[Given information]:
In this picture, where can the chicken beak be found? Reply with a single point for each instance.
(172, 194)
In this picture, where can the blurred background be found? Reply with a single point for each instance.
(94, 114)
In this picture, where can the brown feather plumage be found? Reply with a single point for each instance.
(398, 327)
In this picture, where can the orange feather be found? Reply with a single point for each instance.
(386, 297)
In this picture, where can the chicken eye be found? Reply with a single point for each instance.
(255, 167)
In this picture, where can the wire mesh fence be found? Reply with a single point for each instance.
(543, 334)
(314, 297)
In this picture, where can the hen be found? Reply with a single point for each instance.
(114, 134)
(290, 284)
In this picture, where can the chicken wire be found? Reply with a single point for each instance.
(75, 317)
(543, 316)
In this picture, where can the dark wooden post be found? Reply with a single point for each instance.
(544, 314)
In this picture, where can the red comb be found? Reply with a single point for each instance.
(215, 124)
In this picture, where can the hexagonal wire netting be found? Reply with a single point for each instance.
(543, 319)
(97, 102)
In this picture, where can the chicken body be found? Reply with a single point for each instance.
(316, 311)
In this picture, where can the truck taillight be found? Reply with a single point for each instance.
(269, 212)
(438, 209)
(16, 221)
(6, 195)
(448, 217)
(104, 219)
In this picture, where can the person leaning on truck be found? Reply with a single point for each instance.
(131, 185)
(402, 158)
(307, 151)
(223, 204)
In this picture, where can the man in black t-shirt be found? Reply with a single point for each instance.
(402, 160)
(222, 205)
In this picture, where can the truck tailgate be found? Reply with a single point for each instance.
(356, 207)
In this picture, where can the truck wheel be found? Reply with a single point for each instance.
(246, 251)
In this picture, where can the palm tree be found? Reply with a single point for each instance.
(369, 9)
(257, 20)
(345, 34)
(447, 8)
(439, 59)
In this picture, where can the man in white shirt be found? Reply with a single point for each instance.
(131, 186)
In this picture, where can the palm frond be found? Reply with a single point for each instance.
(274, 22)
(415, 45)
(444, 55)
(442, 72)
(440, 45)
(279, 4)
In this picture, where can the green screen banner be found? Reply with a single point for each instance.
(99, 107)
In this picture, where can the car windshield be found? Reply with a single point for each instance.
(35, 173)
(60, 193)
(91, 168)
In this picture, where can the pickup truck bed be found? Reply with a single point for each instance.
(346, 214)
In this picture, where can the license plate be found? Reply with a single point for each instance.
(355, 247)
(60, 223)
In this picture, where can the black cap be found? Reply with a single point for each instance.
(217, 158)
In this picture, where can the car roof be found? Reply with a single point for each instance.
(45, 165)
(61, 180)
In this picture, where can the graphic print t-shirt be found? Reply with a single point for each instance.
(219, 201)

[Problem statement]:
Update the material above so that each "single point" becomes "one point", and keep everything else as it is.

[Solved exercise]:
In this picture, where can the chicken beak be found? Reply with a one point for each instance.
(172, 194)
In this picture, where can the blurred background be found? Reply with a one point for each instance.
(94, 114)
In this picture, where can the brown feather plumage be found? Reply with a one point for each instance.
(398, 327)
In this picture, where can the orange feather be found? Reply with a one point for each instance.
(386, 297)
In this picture, where can the chicken eye be found? Reply with a one point for each instance.
(255, 167)
In this picture, where can the wire mesh fence be found? Reply with a one point for each instance.
(543, 334)
(314, 297)
In this picture, where can the hen be found? Reply with a one point for each instance.
(114, 134)
(290, 284)
In this picture, where can the chicken wire be found? Reply with a one point for each instance.
(75, 317)
(543, 316)
In this picture, where can the dark wooden post be found? Reply with a one point for each instance.
(544, 314)
In this picture, where can the red comb be found? Reply with a one point for each instance.
(215, 124)
In this picture, where can the hexagonal wire netting be found? Reply with a one point for each instance.
(543, 319)
(97, 102)
In this picture, where can the chicken body be found? Reply with a one point for each instance.
(316, 311)
In this picture, where can the truck taillight be found? Reply with a one point for each instance.
(269, 212)
(438, 209)
(16, 221)
(6, 195)
(448, 217)
(104, 219)
In this picture, where can the person leaning on truck be found? Reply with a one point for each instance.
(131, 185)
(402, 158)
(307, 151)
(223, 204)
In this picture, where can the man in black t-shirt be found? Reply with a one point for each instance.
(402, 160)
(222, 205)
In this picture, where can the truck tailgate be found? Reply with a one point for each instance.
(356, 207)
In this picture, where can the truck wheel be found? Reply with a one point for each instance.
(246, 251)
In this picture, where can the palm tree be found? Reply with a one point for each instance.
(369, 9)
(257, 20)
(345, 34)
(447, 8)
(439, 59)
In this picture, where can the man in white shirt be found? Reply with a one point for each instance.
(131, 186)
In this picture, where can the palm frond be found? Reply with a one point for each instance.
(274, 22)
(415, 45)
(444, 55)
(442, 72)
(440, 45)
(279, 4)
In this picture, where can the green screen banner be found? Reply with a one point for each instance.
(99, 107)
In this picture, where can the car windshield be found? Reply with a one point for each instance.
(35, 173)
(60, 193)
(91, 168)
In this picture, where can the pickup truck bed be found? Reply with a one point for each instance.
(346, 214)
In this picture, where can the license plate be found? Reply with a one point for each instance.
(355, 247)
(60, 223)
In this picture, where can the black cap be found? Reply with a one point for each instance.
(217, 158)
In this picture, where can the car roof be found? Reply with a one point for each instance.
(45, 165)
(61, 180)
In this picture, where can the graphic print t-shirt be found? Reply with a one point for each instance.
(219, 201)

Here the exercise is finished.